Après cette dernière victoire, la noble fugitive, accompagnée de son escorte, cherche à gagner la ville de Faulquemont ; mais une nouvelle bande a traversé la rivière après avoir massacré la malheureuse fiancée du capitaine, qui avait refusé de leur indiquer la direction suivie par les fugitifs. Les cadavres de leurs compagnons leur servent de guide. Élisabeth n’a plus qu’une seule chance de salut, celle de gagner la ville de Faulquemont par la forêt. Elle poursuit sa course à travers les ronces et les épines, et arrive ainsi dans le bois situé au sud de Faulquemont et connu depuis sous le nom du Herrenwald. Là, exténuée de fatigue, d’angoisses et de souffrances, et sur le point de tomber aux mains de ses persécuteurs auxquels elle n’espère plus échapper, Élisabeth offre à Dieu le sacrifice de sa vie et de celle de son enfant. Son fidèle capitaine cherche à ranimer son courage en lui rappelant les dernières paroles de Jean de Créhange : « Qu’Élisabeth ait confiance en Dieu. » Ce souvenir la rappelle à la vie, elle rassemble ses forces et se relevant sur ses genoux elle adresse une fervente prière à la mère des miséricordes, et attend la fin de sa persécution avec une résignation aussi entière que si elle eût été assurée que sa prière a été exaucée. Tandis que la dame de Créhange, n’ayant plus de secours à espérer des hommes, cherche à se rendre le ciel propice, ses compagnons, abrités sous un vieux chêne et cachés à la vue de leurs persécuteurs par quelques arbrisseaux touffus, entendent le bruit des armes, les imprécations sauvages des bandits et les aboiements des limiers du château lâchés à leur poursuite. Mais bientôt tout bruit cesse autour d’eux, les Hussites ont abandonné cette partie de la forêt, ils continuent encore à battre infructueusement le bois en tous sens, lorsque, frappés d’une terreur panique, ils jettent leurs armes et s’enfuient dans toutes les directions en disant que, par une vertu magique, la dame de Créhange a été enlevée dans les airs ou cachée dans les entrailles de la terre.

Exercice écrit A:
Repérez chaque ligne des entrées où figure la chaîne « tower » et recopiez-la, en respectant la casse.
Exercice écrit B:
Rédigez la suite du récit de la fuite d'Élisabeth à partir de sa dernière phrase.
Le récit de la fuite d'Élisabeth et les entrées forment deux ensembles distincts.

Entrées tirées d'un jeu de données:
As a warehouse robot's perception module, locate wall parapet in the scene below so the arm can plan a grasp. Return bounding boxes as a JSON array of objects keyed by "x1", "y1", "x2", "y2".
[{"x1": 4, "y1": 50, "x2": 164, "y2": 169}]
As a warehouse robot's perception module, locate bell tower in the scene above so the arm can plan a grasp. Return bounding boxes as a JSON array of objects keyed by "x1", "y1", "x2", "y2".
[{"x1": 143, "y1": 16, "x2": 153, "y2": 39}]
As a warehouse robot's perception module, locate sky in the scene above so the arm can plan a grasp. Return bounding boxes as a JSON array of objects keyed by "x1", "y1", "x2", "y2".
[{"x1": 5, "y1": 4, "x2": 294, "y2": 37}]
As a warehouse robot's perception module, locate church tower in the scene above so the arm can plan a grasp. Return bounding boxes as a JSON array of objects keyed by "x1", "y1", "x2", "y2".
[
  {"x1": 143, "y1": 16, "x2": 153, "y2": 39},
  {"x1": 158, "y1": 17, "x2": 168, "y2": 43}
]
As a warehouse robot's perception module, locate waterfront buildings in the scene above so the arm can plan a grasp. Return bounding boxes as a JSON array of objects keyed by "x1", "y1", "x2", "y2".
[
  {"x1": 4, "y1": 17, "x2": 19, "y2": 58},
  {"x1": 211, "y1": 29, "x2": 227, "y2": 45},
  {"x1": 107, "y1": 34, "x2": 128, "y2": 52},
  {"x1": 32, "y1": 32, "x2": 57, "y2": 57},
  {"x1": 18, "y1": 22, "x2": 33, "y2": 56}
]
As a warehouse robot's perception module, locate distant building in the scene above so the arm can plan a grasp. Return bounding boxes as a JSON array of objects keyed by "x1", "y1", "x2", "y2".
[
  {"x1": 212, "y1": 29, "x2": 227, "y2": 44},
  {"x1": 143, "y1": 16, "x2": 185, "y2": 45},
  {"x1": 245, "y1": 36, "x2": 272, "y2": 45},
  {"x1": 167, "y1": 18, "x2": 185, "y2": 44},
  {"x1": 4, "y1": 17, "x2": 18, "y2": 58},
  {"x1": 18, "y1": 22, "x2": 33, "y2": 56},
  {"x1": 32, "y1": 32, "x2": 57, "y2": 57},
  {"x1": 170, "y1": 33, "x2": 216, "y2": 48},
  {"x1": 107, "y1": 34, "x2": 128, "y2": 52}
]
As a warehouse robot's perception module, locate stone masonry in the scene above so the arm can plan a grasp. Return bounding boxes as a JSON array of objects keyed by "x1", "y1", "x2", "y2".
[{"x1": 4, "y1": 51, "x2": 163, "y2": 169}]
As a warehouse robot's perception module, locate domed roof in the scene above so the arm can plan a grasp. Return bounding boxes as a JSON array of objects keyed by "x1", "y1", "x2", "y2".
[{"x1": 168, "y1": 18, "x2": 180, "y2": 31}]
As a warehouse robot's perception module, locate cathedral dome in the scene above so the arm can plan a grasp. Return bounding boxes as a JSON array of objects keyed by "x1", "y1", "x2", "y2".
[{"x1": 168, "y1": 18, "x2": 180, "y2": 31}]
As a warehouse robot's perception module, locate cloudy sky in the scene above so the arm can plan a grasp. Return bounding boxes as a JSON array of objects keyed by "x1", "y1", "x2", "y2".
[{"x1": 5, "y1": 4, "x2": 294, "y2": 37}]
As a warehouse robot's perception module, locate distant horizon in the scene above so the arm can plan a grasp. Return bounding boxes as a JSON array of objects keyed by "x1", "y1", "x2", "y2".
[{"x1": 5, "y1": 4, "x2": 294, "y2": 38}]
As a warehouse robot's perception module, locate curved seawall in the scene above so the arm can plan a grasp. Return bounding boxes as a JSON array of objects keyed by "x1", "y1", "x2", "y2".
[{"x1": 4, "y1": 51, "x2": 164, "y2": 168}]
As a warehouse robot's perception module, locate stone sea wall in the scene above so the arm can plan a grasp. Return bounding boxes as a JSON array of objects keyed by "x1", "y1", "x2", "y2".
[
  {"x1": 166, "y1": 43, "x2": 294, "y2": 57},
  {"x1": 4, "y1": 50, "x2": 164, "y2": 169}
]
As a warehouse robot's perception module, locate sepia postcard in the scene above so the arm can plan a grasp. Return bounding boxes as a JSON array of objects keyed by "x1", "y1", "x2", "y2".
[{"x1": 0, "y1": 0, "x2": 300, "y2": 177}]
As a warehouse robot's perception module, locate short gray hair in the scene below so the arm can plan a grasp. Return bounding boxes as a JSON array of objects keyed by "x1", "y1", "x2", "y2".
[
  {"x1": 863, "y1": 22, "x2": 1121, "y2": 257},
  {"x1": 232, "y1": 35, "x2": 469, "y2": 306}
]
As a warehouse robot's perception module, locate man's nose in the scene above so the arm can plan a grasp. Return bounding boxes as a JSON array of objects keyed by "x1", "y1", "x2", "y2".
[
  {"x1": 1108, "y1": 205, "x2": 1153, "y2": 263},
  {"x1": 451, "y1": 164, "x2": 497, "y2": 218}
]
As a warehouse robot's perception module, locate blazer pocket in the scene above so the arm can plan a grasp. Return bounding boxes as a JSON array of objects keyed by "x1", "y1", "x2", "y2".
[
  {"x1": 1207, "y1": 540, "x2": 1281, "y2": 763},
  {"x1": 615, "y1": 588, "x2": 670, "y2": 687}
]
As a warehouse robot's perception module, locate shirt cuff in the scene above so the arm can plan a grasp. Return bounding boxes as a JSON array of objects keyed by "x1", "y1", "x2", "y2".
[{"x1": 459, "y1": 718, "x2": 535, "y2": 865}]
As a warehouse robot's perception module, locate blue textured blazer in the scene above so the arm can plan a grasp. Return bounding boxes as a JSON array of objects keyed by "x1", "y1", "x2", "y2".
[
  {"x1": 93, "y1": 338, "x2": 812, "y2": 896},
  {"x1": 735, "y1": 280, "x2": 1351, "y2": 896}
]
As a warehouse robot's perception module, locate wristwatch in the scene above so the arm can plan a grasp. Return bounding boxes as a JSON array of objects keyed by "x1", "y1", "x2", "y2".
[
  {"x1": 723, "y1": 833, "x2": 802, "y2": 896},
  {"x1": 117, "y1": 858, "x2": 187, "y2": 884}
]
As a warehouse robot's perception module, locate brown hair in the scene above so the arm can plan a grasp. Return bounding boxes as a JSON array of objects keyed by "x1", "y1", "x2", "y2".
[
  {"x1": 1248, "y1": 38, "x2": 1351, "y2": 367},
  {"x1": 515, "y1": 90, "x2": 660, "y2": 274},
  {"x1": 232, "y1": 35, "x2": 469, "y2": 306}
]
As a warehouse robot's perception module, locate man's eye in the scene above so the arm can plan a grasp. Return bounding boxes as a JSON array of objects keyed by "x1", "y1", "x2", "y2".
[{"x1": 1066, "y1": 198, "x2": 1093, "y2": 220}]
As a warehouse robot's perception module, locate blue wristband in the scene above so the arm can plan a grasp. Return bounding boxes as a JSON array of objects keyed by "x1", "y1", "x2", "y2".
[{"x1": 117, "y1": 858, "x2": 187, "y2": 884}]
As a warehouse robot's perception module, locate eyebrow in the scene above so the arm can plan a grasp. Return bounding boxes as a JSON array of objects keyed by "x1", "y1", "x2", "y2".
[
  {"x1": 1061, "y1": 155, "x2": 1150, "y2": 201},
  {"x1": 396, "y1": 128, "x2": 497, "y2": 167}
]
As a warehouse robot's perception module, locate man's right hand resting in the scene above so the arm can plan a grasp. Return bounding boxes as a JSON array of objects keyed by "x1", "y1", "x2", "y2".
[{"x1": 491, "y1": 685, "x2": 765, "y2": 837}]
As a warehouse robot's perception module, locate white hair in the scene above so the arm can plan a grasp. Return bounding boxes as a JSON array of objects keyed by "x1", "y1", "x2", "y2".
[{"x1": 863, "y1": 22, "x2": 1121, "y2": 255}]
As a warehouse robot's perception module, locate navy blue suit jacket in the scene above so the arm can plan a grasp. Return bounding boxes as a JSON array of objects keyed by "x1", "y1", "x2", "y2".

Résultat obtenu A:
As a warehouse robot's perception module, locate bell tower in the scene above so the arm can plan a grasp. Return bounding boxes as a JSON array of objects keyed by "x1", "y1", "x2", "y2".
As a warehouse robot's perception module, locate church tower in the scene above so the arm can plan a grasp. Return bounding boxes as a JSON array of objects keyed by "x1", "y1", "x2", "y2".

Résultat obtenu B:
Pendant que ces évènements s’accomplissaient aux environs de Faulquemont, la scène changeait également de face à Créhange. Les habitants, revenus de leur première terreur, font arme de tout pour tomber sur les pillards ; d’un autre côté, ces derniers, se sentant affaiblis par l’absence de leurs compagnons et se croyant environnés de toutes parts, craignent de se trouver eux-mêmes prisonniers dans la forteresse. Ils abandonnent le château avec une telle précipitation qu’ils oublient même d’emporter les produits de leur pillage. Les soldoyeurs de Créhange, renfermés dans les tours, sortent de leur retraite pour se joindre aux paysans occupés à la poursuite des fuyards qu’ils poussent jusqu’au bois de Mentzing, à l’ouest de la ville, tandis que d’autres courent vers Faulquemont, à la recherche de leur souveraine. Un de ses gardes envoyé en reconnaissance leur apprend la retraite précipitée des Hussites et le lieu de refuge d’Élisabeth, qui, épuisée de fatigue et accablée de douleurs, est rapportée, du Herrenwald à Créhange, sur une litière de branchages improvisée.

Peu de temps après, la reconnaissante Élisabeth faisait ériger, sous le chêne protecteur du Herrenwald, un monument en l’honneur de celle qu’on n’invoque jamais en vain. Le vieux manuscrit de Créhange rapporte qu’elle y fit joindre l’inscription suivante : « Stella Maris sempra invocantibus te praesens auxilium, Elisabetha baronnissa Creichingensis beneficii non immemor », avec la date MCCCCXXXIV 1.

Le généreux dévouement de la fidèle suivante ne fut pas oublié et un autre monument fut chargé de rappeler l’endroit où elle succomba victime de son attachement à sa maîtresse ; il portait l’inscription : « .... Pietatis filialis in terris honorata in cœlis coronata, 1434. »

Ces deux constructions subsistèrent jusqu’aux désastres de la guerre de trente ans, ils furent alors détruits par les Suédois, sous la conduite de Veymar et d’Otton-Louis de Morhange, vers l’an 1634.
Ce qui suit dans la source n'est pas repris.